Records

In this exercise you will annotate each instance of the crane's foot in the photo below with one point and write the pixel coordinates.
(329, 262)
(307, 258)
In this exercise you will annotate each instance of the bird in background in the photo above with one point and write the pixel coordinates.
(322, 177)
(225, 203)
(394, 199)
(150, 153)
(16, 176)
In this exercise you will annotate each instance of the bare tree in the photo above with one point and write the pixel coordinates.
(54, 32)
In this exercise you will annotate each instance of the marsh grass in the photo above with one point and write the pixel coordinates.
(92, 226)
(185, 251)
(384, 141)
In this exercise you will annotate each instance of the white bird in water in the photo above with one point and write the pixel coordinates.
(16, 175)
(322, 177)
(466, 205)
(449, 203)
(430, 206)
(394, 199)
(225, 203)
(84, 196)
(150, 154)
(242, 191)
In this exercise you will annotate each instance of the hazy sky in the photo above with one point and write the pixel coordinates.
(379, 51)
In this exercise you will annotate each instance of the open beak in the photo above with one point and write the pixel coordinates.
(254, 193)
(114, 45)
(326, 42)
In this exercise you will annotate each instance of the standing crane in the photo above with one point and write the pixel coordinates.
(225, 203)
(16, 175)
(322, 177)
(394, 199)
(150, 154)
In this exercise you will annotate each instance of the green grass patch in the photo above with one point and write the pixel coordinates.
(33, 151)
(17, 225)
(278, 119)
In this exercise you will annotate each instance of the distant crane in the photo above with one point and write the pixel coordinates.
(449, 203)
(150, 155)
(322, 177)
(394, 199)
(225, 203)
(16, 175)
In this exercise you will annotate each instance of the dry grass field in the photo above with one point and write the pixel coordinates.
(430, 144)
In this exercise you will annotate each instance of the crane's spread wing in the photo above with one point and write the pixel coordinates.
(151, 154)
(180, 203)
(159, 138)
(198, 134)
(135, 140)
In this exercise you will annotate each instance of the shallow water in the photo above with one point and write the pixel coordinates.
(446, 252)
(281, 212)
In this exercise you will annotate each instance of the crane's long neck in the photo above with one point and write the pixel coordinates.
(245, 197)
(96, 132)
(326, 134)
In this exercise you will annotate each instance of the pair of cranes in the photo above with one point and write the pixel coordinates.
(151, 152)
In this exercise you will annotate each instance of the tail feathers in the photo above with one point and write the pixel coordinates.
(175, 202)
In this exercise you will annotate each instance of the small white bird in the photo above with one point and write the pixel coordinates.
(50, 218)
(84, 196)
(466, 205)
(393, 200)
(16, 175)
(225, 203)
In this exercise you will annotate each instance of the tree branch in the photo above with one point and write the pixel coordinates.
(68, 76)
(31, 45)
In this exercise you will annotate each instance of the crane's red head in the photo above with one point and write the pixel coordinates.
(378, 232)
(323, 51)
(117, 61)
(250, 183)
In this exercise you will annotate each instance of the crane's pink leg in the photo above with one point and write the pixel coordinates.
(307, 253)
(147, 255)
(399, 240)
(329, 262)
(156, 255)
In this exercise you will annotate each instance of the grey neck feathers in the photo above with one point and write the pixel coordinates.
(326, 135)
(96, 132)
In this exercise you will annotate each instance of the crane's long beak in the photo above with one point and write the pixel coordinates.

= EXERCISE AIM =
Rewrite the part of the material that opens with the line containing "the crane's red" and runs through the end of the material, requests included. Scale every coordinate in the answers by 2.2 and round each to a whole number, with halves rounded up.

= EXERCISE RESPONSE =
In this exercise you will annotate each instance of the crane's red head in the photo above with one point and write the pixel coordinates.
(832, 510)
(711, 112)
(257, 134)
(550, 403)
In this exercise you will annotate each instance of the crane's pink leg in the photo above with one point and write the pixel coordinates.
(675, 557)
(323, 561)
(878, 528)
(724, 576)
(343, 561)
In this exercise you will annotate each instance of the grey neck feathers in the photo above with one point and write the pixel coordinates.
(717, 297)
(211, 290)
In this exercise you will annotate each instance of the crane's long beak in the photo above with one point and write the pixel coordinates.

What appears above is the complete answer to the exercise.